* WORK INSTRUCTIONS *
In the records below, take everything from the line containing "Hi annotator — your job today is to find every thin" down to the end of the records and rewrite it with "thin twig" changed to "slender twig", leaving all else unchanged.

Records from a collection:
- - -

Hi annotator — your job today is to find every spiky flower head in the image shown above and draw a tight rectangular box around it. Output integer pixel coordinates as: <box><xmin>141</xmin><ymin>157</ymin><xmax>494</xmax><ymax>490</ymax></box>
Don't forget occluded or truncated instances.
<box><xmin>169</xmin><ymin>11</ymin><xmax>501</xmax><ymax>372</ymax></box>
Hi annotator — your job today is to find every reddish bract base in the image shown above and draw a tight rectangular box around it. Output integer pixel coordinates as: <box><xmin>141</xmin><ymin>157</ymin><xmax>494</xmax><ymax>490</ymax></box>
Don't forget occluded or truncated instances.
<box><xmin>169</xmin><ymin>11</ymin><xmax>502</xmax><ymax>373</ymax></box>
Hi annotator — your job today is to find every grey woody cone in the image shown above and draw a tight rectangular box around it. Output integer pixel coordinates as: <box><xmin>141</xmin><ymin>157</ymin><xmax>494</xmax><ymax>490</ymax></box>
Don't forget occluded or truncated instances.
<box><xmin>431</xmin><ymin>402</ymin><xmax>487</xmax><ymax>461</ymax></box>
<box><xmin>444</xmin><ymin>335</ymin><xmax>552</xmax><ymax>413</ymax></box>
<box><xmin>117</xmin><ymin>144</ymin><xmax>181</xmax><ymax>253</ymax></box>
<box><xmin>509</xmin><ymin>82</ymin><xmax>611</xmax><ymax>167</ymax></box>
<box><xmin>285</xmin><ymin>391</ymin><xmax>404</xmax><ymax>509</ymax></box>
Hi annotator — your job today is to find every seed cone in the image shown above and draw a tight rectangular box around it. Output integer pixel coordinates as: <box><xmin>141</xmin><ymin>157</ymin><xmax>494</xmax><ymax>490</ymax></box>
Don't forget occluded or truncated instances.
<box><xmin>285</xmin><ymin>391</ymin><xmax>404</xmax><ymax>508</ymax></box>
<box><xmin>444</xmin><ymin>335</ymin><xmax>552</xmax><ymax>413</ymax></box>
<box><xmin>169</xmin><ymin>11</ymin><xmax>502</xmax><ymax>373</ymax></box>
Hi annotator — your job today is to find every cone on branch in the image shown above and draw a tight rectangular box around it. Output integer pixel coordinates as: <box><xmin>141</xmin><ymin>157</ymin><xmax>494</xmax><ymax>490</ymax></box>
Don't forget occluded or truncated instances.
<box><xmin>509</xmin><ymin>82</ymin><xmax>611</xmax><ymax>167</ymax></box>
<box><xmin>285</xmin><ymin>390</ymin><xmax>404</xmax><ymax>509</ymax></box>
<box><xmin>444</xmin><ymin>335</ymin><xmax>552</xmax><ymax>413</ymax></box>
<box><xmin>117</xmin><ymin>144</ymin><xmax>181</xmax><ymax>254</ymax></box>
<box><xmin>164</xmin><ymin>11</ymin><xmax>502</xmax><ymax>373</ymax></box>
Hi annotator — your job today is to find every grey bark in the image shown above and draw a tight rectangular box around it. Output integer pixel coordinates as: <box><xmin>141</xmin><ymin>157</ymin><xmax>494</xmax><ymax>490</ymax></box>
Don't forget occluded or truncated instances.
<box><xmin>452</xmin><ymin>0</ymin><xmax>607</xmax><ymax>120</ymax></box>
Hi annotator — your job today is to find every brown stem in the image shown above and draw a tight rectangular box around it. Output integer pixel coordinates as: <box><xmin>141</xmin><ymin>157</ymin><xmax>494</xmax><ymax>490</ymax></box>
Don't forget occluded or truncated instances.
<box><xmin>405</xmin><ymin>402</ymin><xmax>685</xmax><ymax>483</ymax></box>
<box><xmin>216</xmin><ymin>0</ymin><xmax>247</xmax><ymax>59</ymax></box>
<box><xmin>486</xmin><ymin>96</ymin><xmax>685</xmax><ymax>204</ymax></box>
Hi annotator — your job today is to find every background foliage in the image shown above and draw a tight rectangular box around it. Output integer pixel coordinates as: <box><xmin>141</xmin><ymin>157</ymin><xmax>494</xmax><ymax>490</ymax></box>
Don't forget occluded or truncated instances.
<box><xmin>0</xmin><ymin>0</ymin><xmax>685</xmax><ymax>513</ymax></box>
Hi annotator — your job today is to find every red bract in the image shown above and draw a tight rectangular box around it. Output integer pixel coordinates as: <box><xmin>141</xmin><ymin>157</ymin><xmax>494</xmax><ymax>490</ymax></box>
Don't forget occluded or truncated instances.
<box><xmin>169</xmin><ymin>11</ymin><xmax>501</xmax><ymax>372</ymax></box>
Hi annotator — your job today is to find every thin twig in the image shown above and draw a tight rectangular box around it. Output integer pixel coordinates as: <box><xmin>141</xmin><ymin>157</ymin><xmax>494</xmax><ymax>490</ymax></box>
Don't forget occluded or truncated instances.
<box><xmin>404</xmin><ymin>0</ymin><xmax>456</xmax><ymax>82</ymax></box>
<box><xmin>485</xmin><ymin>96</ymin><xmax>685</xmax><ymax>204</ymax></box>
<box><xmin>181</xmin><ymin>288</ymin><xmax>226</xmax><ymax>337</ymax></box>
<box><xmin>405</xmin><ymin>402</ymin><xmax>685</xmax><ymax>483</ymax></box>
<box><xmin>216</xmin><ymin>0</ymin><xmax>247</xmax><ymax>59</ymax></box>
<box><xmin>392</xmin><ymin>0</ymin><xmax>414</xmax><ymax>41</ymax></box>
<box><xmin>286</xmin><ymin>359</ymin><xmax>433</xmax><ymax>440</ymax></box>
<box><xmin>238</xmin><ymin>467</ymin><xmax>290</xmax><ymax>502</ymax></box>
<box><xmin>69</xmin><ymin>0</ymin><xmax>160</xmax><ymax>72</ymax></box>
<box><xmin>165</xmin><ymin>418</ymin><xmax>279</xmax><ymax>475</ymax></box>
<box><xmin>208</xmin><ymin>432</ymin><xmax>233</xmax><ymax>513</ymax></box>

- - -

* REPLY TO THE EXERCISE *
Hi annotator — your job today is to find every slender twig in the image shown above and draw a tight rectangular box around it. Output integer pixel coordinates as: <box><xmin>141</xmin><ymin>157</ymin><xmax>494</xmax><ymax>490</ymax></box>
Don't forget occluded or truncated instances.
<box><xmin>404</xmin><ymin>0</ymin><xmax>456</xmax><ymax>82</ymax></box>
<box><xmin>485</xmin><ymin>96</ymin><xmax>685</xmax><ymax>204</ymax></box>
<box><xmin>181</xmin><ymin>288</ymin><xmax>226</xmax><ymax>337</ymax></box>
<box><xmin>405</xmin><ymin>402</ymin><xmax>685</xmax><ymax>483</ymax></box>
<box><xmin>216</xmin><ymin>0</ymin><xmax>247</xmax><ymax>59</ymax></box>
<box><xmin>392</xmin><ymin>0</ymin><xmax>414</xmax><ymax>41</ymax></box>
<box><xmin>286</xmin><ymin>359</ymin><xmax>433</xmax><ymax>440</ymax></box>
<box><xmin>238</xmin><ymin>467</ymin><xmax>290</xmax><ymax>502</ymax></box>
<box><xmin>69</xmin><ymin>0</ymin><xmax>160</xmax><ymax>72</ymax></box>
<box><xmin>165</xmin><ymin>418</ymin><xmax>279</xmax><ymax>475</ymax></box>
<box><xmin>208</xmin><ymin>432</ymin><xmax>233</xmax><ymax>513</ymax></box>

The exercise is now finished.